(Data supplied)
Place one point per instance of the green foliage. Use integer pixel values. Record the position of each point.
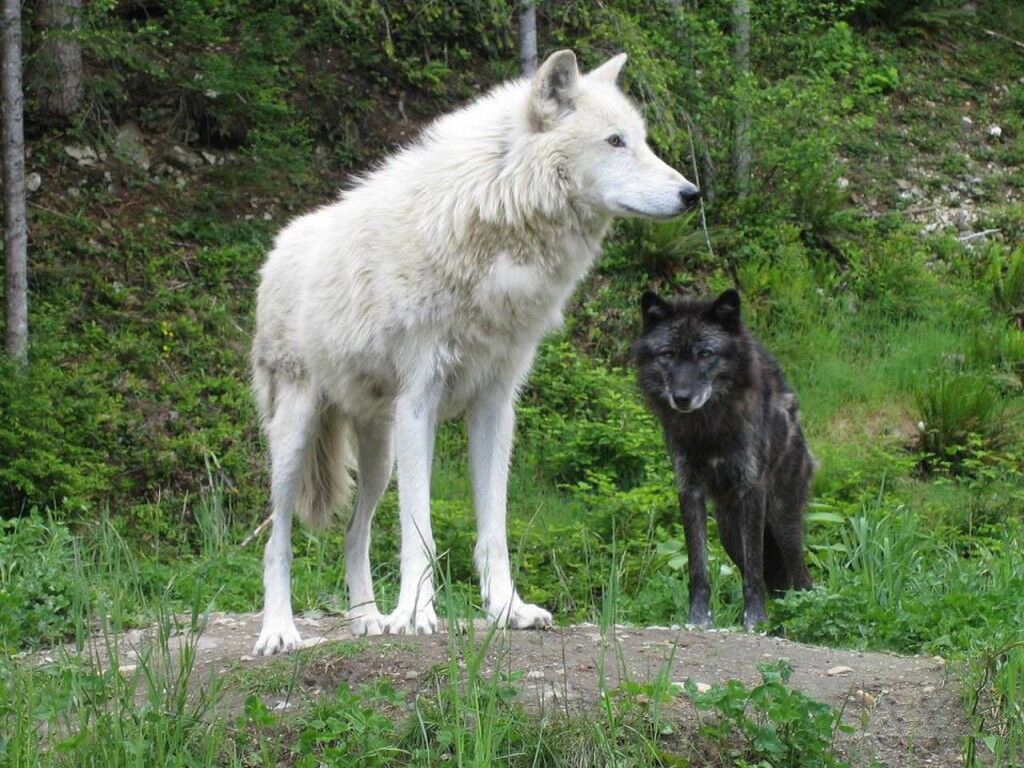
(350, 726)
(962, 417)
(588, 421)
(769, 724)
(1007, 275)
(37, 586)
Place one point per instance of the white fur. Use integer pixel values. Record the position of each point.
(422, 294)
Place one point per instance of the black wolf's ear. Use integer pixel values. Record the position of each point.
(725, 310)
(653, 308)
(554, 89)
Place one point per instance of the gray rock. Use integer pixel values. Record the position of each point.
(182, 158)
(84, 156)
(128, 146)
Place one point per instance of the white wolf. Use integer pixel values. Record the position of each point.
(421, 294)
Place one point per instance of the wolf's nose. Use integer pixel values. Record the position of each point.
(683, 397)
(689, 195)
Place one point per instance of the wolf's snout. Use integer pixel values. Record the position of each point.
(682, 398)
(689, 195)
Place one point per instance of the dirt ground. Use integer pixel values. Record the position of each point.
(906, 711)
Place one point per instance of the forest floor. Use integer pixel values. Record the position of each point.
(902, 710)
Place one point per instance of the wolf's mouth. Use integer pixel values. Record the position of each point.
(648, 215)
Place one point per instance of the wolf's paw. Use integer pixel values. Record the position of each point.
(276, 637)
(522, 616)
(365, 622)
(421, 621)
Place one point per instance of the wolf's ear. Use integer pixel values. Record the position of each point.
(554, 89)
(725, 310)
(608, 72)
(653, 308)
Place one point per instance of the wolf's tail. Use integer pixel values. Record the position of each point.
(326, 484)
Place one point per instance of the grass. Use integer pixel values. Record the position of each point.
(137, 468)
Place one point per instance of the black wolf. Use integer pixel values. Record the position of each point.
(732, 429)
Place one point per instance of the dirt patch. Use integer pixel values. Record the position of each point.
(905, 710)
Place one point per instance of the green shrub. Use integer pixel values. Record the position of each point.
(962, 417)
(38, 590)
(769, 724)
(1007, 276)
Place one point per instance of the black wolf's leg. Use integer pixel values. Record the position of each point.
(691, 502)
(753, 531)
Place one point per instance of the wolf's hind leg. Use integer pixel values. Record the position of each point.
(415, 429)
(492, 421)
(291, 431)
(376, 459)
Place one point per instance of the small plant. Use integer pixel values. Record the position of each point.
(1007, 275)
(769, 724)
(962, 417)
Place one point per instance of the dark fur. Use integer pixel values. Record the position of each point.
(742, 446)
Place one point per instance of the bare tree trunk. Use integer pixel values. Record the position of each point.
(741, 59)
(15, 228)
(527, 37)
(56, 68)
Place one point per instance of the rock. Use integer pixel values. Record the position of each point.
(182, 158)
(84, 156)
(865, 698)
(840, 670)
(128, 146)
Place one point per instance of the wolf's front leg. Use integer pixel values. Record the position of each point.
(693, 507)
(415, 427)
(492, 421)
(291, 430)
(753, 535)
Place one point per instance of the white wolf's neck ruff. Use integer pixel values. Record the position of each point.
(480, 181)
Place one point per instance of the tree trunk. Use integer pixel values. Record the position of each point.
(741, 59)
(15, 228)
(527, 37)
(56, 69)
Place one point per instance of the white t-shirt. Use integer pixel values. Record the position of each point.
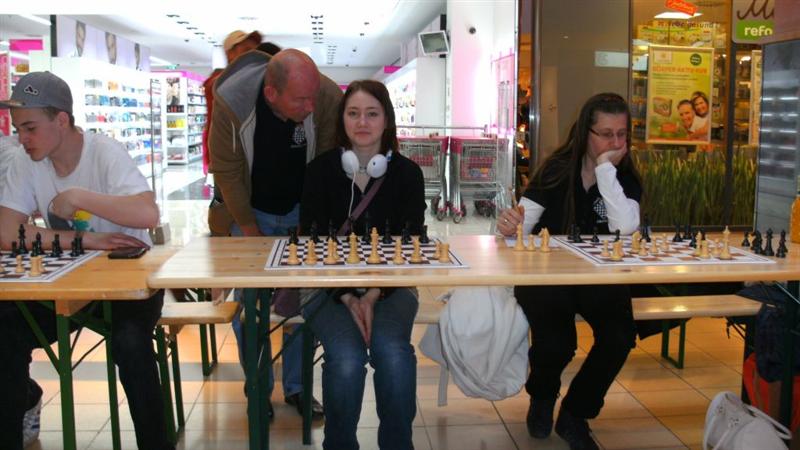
(End Data supplied)
**Assignment:**
Retype the whole of the data verbatim. Skip every picture.

**Solution to this task:**
Place one point per instance of the green foliage. Use integer pixel values. Record the position of each point.
(350, 726)
(962, 417)
(588, 421)
(769, 724)
(1007, 275)
(37, 586)
Place one point per instance of the white fur. Use integer pixel values. Record the position of each point.
(422, 294)
Place one point per instance of the black wolf's ear. Use integer pixel values. Record the position of each point.
(725, 310)
(653, 308)
(554, 89)
Place one point per instance of the gray rock. Use integer pixel values. Record the position of each point.
(182, 158)
(84, 156)
(128, 146)
Place one point per instance of the white wolf. Use integer pixel values. Record the position of each point.
(421, 294)
Place one point per instance of the wolf's nose. Use integer pixel values. Record the position of each point.
(683, 397)
(689, 195)
Place one point per instance of the wolf's snout. Use integer pixel values. Record the position of each point.
(682, 398)
(689, 195)
Place one point per instance of the dirt ground. Use integer pixel values. Record the position of each point.
(906, 711)
Place one point per instance of the forest floor. Use integer pixel values. Record the position of each point.
(902, 710)
Place one point per instance of the wolf's mouth. Use integer pixel values. Record the position of each point.
(648, 215)
Place one point per instance of the wolf's paw. Use integer pixel values. Record the position of each point.
(276, 637)
(522, 616)
(365, 622)
(421, 621)
Place one point per instance of the wolf's ear. Use integer pixel values. Record the position of each point.
(554, 89)
(725, 310)
(608, 72)
(653, 308)
Place one point per instance of the wolf's tail. Use integer pixel values. Record the position of each point.
(326, 484)
Place one point per instance of the grass. Use integer pixel values. Record the position of each point.
(137, 468)
Place one point per instance of the black wolf. Use integer pixel values. Record the position of each point.
(732, 429)
Place one point per instance of the dirt patch. Use integer pixel values. Record the position of each point.
(905, 710)
Place one point per instance of the green shrub. Use integer pixel values. Record the position of each point.
(962, 417)
(38, 590)
(769, 724)
(1007, 276)
Place one point per instance of the black wolf's leg. Use integer pixel values. Record the position of each point.
(691, 502)
(753, 531)
Place one point per instance of the wolf's hind leg. Use integer pixel values. Record the position of each point.
(415, 429)
(492, 421)
(291, 431)
(376, 459)
Place one point per instance of the small plant. Use integer pixel values. Record the position of each point.
(1007, 275)
(769, 724)
(962, 417)
Place one point per instance of the dark fur. Use integer pixel values. Record the position of each point.
(742, 446)
Place one point per instance of the bare tree trunk. Use integer pixel values. Record the position of each point.
(741, 59)
(15, 228)
(527, 37)
(56, 68)
Place one point per instance of the rock. Use integer pixel values. Record the position of each point.
(182, 158)
(84, 156)
(865, 698)
(840, 670)
(128, 146)
Place one point per instance of the wolf's front leg. Use integer pixel values. Record the position of each point.
(693, 507)
(415, 427)
(492, 421)
(291, 430)
(753, 535)
Place one point per instance of the white wolf's neck ruff. Use integer pixel values. Record the position of each point.
(480, 181)
Place one point per instance of the tree trunk. Use integer pixel values. Record the position of each point.
(741, 59)
(15, 228)
(527, 37)
(56, 69)
Place one point per instance of the white t-shirt. Use integer pixel values. Record the position of each point.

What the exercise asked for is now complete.